#### PROVIDED DATA
※

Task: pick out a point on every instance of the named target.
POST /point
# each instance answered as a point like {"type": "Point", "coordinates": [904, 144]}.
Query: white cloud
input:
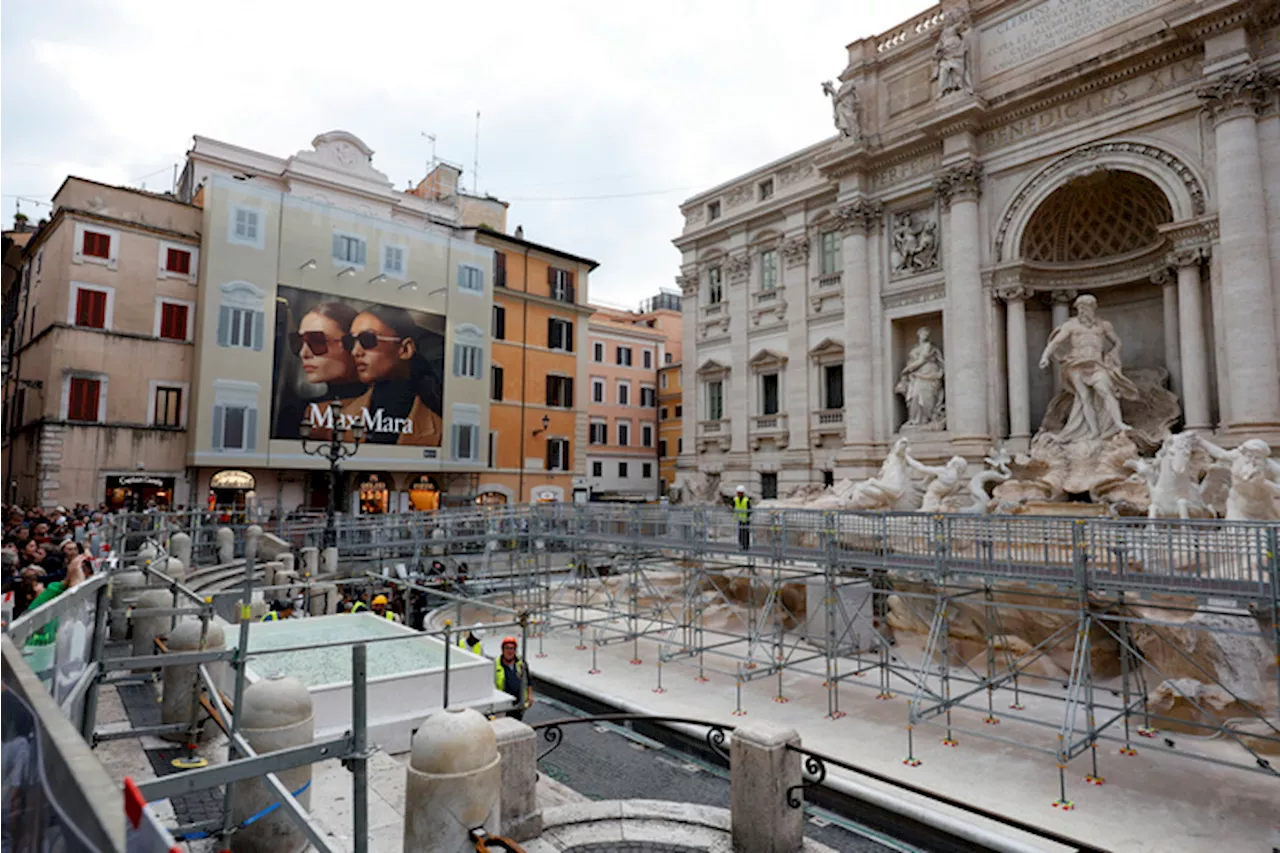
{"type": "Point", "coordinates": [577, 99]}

※

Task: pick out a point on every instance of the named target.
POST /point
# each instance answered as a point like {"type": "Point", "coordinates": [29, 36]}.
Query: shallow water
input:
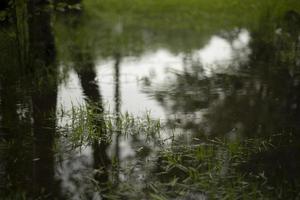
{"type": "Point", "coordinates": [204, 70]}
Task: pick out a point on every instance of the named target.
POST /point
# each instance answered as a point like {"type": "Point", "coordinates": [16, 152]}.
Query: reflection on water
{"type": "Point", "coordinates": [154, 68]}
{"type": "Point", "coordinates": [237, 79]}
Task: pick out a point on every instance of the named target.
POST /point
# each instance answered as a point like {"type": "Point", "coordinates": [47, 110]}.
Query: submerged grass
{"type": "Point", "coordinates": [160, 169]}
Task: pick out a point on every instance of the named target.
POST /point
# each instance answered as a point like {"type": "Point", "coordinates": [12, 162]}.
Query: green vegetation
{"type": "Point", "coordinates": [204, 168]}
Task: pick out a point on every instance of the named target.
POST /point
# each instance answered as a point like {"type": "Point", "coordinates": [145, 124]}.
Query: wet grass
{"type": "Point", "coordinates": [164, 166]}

※

#### TASK GOAL
Tally the lines above that contain the string "grass". Reply with the number alone.

#### FULL RESPONSE
2